We will work alongside industry partners to identify the types of deposits that can be profitably extracted while simultaneously minimising any damage to the environment, and we will investigate the potential for more sustainable methods of lithium extraction using microbial processes.
The Natural History Museum are co-leading two of the work packages focused on how lithium behaves in geological systems associated with volcanoes, sedimentary basins and more complex geological systems.
These two packages complement other packages investigating lithium salar brines like the ones in the Andes of South America and other packages looking at global resources and a more sustainable lithium supply chain. The Natural History Museum will apply its advance mineralogical expertise supported by its state-of-the-art analytical facilities to the science questions. One of our latest instruments includes a new TESCAN TIMA automated analytical scanning electron microscope, recently purchased using a successful NERC capital grant.
The Museum researchers will be addressing the following scientific questions:
- How does lithium become enriched in the volcanic rocks and basins formed near to late-stage volcanoes in arc systems?
- Which minerals does lithium becomes incorporated into that may become potential economic sources for the metal in such basins?
- How did the giant Jadar lithium-boron deposit in Serbia form that is hosted in a Miocene-age volcano-sedimentary basin? The deposit, discovered by Rio Tinto in 2004, contains huge amounts of the unique new mineral jadarite, first characterised by Natural History Museum scientists.
- How does lithium become enriched around granites and pegmatites and are these rocks always related?
The Natural History Museum leads the regional lithium assessment based on field sampling of most prospective sites and their mineral characterization.
Developing a new quantitative understanding of the processes that link magmatic and sedimentary deposits, and brines, to aid in the search for new, sustainable lithium resources, together with innovative assessment of environmental impacts.
Total value of grant: £2.5 million with £307,000 for science at the Natural History Museum.

----------

=== TO BE DONE ===
[1] Answer these from the lithium project description:
(a) What instrument was recently purchased with a NERC capital grant?
(b) Who discovered the Jadar deposit, and in what year?
(c) What is the total value of the grant, and how much of it goes to science at the Natural History Museum?
[2] Print the lithium project description from "The Museum researchers" up to and including "rocks always related?".
None of the lines that come after the lithium project description are needed.

=== COLLECTED MATERIAL ===
----------

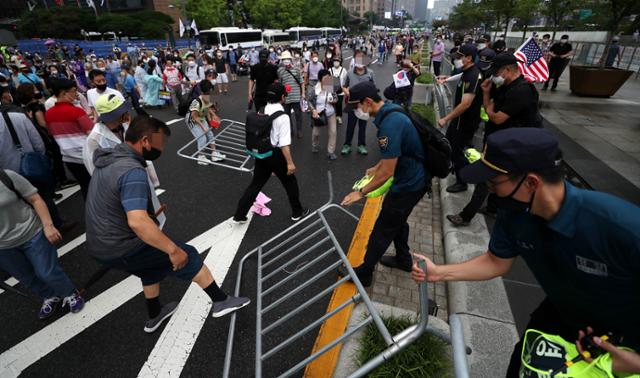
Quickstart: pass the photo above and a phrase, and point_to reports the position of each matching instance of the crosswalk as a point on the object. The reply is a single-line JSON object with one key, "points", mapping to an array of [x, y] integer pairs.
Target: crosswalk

----------

=== RESULTS OF THE TASKS ===
[1]
(a) A new TESCAN TIMA automated analytical scanning electron microscope.
(b) Rio Tinto, in 2004.
(c) £2.5 million in total, with £307,000 for science at the Natural History Museum.

[2]
The Museum researchers will be addressing the following scientific questions:
- How does lithium become enriched in the volcanic rocks and basins formed near to late-stage volcanoes in arc systems?
- Which minerals does lithium becomes incorporated into that may become potential economic sources for the metal in such basins?
- How did the giant Jadar lithium-boron deposit in Serbia form that is hosted in a Miocene-age volcano-sedimentary basin? The deposit, discovered by Rio Tinto in 2004, contains huge amounts of the unique new mineral jadarite, first characterised by Natural History Museum scientists.
- How does lithium become enriched around granites and pegmatites and are these rocks always related?